▸ Work to do
Return the records, each one exactly as written.

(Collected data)
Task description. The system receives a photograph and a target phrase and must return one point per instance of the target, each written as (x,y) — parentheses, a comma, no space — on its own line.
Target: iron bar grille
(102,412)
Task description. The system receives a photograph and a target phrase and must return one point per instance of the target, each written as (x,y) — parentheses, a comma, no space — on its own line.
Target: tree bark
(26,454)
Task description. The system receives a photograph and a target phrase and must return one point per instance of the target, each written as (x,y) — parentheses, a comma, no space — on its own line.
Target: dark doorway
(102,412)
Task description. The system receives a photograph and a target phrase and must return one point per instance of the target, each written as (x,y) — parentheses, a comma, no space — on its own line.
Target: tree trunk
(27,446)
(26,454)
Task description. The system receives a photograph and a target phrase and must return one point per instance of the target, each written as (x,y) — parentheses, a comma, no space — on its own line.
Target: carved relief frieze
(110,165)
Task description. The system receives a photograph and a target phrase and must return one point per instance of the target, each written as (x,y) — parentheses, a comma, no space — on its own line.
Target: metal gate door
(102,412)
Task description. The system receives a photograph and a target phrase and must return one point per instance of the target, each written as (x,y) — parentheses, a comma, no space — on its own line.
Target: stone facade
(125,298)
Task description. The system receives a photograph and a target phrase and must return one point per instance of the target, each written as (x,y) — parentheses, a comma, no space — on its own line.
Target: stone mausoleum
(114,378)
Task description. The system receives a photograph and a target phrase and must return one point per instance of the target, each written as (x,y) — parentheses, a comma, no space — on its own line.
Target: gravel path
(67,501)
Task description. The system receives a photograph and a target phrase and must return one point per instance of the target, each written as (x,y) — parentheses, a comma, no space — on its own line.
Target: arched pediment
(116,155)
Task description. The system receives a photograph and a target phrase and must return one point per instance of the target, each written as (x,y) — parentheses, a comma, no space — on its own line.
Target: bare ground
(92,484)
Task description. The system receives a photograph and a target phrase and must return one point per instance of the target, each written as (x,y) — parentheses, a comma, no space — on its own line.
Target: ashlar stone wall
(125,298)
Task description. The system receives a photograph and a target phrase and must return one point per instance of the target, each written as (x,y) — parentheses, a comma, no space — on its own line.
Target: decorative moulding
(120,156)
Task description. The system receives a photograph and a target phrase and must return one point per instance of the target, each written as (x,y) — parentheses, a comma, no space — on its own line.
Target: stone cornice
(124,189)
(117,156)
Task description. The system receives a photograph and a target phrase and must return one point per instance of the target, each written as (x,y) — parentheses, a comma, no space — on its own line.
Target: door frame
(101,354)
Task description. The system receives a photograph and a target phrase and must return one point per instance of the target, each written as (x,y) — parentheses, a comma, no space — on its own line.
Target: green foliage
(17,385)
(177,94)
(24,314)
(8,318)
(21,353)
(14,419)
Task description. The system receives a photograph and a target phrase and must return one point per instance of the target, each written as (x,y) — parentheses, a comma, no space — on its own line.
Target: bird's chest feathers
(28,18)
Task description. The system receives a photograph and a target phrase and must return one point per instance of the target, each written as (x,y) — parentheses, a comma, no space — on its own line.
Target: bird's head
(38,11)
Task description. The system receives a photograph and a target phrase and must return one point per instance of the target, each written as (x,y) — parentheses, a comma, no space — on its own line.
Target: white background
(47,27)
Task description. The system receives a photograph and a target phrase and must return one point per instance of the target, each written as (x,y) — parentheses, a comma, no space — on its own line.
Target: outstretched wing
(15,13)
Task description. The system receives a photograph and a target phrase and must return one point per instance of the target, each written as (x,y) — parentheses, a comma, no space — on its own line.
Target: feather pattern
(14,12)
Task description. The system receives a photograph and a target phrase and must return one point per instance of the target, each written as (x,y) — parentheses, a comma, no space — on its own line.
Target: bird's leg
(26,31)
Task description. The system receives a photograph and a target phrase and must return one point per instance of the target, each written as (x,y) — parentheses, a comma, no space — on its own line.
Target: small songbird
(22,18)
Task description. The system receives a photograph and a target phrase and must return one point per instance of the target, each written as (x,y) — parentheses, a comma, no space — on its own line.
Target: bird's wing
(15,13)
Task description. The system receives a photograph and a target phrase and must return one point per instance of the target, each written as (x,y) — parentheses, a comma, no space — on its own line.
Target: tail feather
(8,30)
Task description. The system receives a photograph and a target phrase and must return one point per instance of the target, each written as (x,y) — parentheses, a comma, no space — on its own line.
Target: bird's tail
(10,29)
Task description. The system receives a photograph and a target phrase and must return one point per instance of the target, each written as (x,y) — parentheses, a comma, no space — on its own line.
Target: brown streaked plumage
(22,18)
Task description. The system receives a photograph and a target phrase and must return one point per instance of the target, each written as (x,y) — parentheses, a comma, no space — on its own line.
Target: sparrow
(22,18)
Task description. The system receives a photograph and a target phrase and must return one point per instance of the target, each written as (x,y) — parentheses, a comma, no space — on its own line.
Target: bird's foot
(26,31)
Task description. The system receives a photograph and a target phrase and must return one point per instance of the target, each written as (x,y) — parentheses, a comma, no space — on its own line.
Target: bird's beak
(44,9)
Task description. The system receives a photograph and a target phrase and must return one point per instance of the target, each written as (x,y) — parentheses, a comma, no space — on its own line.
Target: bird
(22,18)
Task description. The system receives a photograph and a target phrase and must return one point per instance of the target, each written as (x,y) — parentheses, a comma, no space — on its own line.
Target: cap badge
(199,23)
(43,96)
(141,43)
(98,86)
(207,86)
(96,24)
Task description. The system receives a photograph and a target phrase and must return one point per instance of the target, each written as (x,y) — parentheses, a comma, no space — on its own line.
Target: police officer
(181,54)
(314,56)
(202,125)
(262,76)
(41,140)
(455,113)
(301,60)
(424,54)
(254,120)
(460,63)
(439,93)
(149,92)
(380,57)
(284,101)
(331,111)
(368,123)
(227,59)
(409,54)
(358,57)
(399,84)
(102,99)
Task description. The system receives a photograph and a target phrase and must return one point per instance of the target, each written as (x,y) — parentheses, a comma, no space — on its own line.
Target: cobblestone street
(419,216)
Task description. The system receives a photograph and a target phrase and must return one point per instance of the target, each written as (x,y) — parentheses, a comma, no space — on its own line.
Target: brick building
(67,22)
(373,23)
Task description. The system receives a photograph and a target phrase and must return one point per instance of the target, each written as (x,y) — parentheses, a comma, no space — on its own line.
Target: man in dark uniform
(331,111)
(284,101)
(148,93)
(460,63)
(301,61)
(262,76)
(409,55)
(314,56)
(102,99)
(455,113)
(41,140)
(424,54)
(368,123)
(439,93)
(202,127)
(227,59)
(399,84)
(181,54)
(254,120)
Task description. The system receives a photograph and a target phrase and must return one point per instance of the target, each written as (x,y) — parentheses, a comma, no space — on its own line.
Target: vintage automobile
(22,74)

▸ Problem solution
Task description. The system receives a photograph and a target phrase and must return one point per instance of the target, each written as (x,y) — parentheses, a comma, no space — on its own line.
Target: iron bar grille
(102,412)
Task description. The system receives a photograph and a target phrase and must return one point per instance of the target, each written as (x,y) — parentheses, a comma, no space — on its own line.
Target: tree bark
(26,454)
Task description. The system receives a photograph and a target phrase and must return one point per instance of the target, each written as (x,y) — parentheses, a comma, no space — on its own line.
Target: dark doorway
(102,412)
Task description. The system receives a photograph and a target phrase and must return one point per instance of the target, each written as (x,y) — parentheses, a comma, no space — on its own line.
Target: tree trunk
(27,446)
(26,454)
Task description. The system receives a photograph and a target phrase and must return one point per instance of the target, each written as (x,y) — parentheses, a comma, no space — on its own line.
Target: carved relief frieze
(110,165)
Task description. The system receives a photograph and a target phrase and must return one point per instance of the target, each written as (x,y) — parentheses, a comma, no space — on its own line.
Target: metal gate door
(102,412)
Task description. The system receives a photograph and a target phrase and must return one point per instance of the target, each written as (x,y) — parentheses, a comma, no space — on its own line.
Target: stone facade
(125,298)
Task description. The system receives a photograph and a target phrase and must return one point per instance of the target, each written as (x,y) — parentheses, a comma, no space — on its own line.
Target: stone mausoleum
(114,378)
Task description. The system receives a photograph and a target phrase and must return one point per instance of the target, each written as (x,y) — parentheses, a comma, no space — on its own line.
Target: gravel path
(67,501)
Task description. The system receives a photograph and a target phrase and must return one point per instance of the target, each written as (x,y) — parentheses, a comma, no space — on its own line.
Target: arched pediment
(116,155)
Task description. The system receives a photograph and a target phrase and must return one point per instance of the target, each written as (x,y) — parentheses, a comma, no space — on its own line.
Target: bare ground
(92,484)
Task description. The system receives a photograph and a target phrase and must return one point per instance of the target, each written as (x,y) — parentheses, a comma, no space — on its own line.
Target: ashlar stone wall
(125,298)
Task description. The system receives a photograph and a target phrase and must return one point per instance of the target, each written as (x,y) — parentheses, a comma, no space — on its own line.
Target: decorative moulding
(120,156)
Task description. The system receives a photograph and a target phrase and must return one point per instance of the target, each written as (x,y) — parentheses, a comma, no space — on its own line.
Target: stone cornice
(124,189)
(117,156)
Task description. The system receives a photograph and a target phrase and must return one point per instance of the target, each written as (x,y) — parentheses, a comma, no space — on its own line.
Target: door frame
(101,354)
Task description. The system receives a photograph and a target phrase and must return one point per instance of the target, each written as (x,y) — parentheses, a comma, no space — on its own line.
Target: green foliage
(17,385)
(177,94)
(24,314)
(8,318)
(21,353)
(14,419)
Task description. The system receives a photograph and a target phrase and must return one point per instance of the target, each written as (x,y) — parentheses, a comma, no space — on its own line.
Target: bird's chest feathers
(28,18)
Task description. The system receives a photograph and a target phrase and must return one point per instance of the target, each written as (x,y) — parentheses, a comma, no space — on its own line.
Target: bird's head
(38,11)
Task description. The system receives a photograph and a target phrase and must return one point per instance of the target, each written as (x,y) — parentheses, a comma, no space — on its own line.
Target: white background
(47,27)
Task description. The system receives a photograph and a target phrase and must return one point per instance of the target, each written as (x,y) — parentheses, a comma, no space — on its own line.
Target: outstretched wing
(15,13)
Task description. The system receives a photograph and a target phrase and must return one point per instance of the target, each written as (x,y) — parentheses, a comma, no space — on its own line.
Target: feather pattern
(14,12)
Task description. The system receives a photograph and a target phrase and must return one point per instance of the target, each written as (x,y) — parentheses, a comma, no space — on its own line.
Target: bird's leg
(26,31)
Task description. The system receives a photograph and a target phrase and must return one point per instance of the target, each written as (x,y) — parentheses, a comma, no space — on its own line.
Target: small songbird
(22,18)
Task description. The system receives a photograph and a target phrase and must return one point per instance of the target, each written as (x,y) — parentheses, a comma, no space — on its own line.
Target: bird's wing
(15,13)
Task description. The system receives a photograph and a target phrase and must return one point per instance of the target, each written as (x,y) — parentheses, a comma, no space — on its own line.
Target: tail feather
(8,30)
Task description. The system receives a photograph and a target phrase and must return one point per instance of the target, each written as (x,y) — parentheses, a comma, no space — on its own line.
Target: bird's tail
(10,29)
Task description. The system receives a photograph and a target phrase and must return one point per instance of the target, each written as (x,y) — parentheses, a comma, no space — on its own line.
Target: brown streaked plumage
(22,18)
Task description. The system receives a photograph and a target phrase and must return one point per instance of the target, each written as (x,y) — parentheses, a comma, no space — on its own line.
Target: sparrow
(22,18)
Task description. The system receives a photograph and a target phrase and must return one point per instance of the target, each written as (x,y) — parentheses, a comma, no space — on its own line.
Target: bird's foot
(26,31)
Task description. The system receives a photograph and a target phrase and must return one point per instance of the target, each written as (x,y) — parentheses, a comma, no space — on its own line.
Target: bird's beak
(44,9)
Task description. The system receives a photograph and a target phrase and must return one point per instance of the target, each written as (x,y) — parentheses, a comma, no space — on its own line.
Target: bird
(22,18)
Task description. The system receives a photograph and a target phrase and must return one point per instance of the target, each written as (x,y) — parentheses, a comma, no space — on its own line.
Target: cap badge
(199,23)
(43,96)
(141,43)
(98,86)
(207,86)
(96,24)
Task description. The system receives a photograph and a target phrase and must return one point per instance of the target, each written as (x,y) — parentheses, a comma, no space — on its own line.
Target: police officer
(181,54)
(314,56)
(202,125)
(262,76)
(41,140)
(455,113)
(301,60)
(424,54)
(254,120)
(460,63)
(439,93)
(149,92)
(380,57)
(284,101)
(331,111)
(368,123)
(227,59)
(409,54)
(358,57)
(399,84)
(102,99)
Task description. The system receives a photograph and a target phrase and must return one point per instance of the target, each written as (x,y) — parentheses, a comma, no space — on its own line.
Target: cobblestone street
(419,216)
Task description. The system receives a photograph and a target phrase and must return one point per instance of the target, each written as (x,y) — parentheses, a comma, no space — on its own line.
Target: brick building
(67,22)
(373,23)
Task description. The system receives a photograph and a target phrase and must return one point per instance of the target, each written as (x,y) — parentheses, a comma, no space — on its own line.
Target: man in dark uniform
(331,111)
(284,101)
(148,93)
(460,63)
(301,61)
(262,76)
(409,55)
(314,56)
(102,99)
(455,113)
(41,140)
(424,54)
(368,123)
(439,93)
(202,127)
(227,59)
(399,84)
(181,54)
(254,120)
Task description. The system receives a photograph and a target phrase and must return one point per instance of the target, each written as (x,y) — parentheses, a comma, no space — on its own line.
Target: vintage automobile
(22,74)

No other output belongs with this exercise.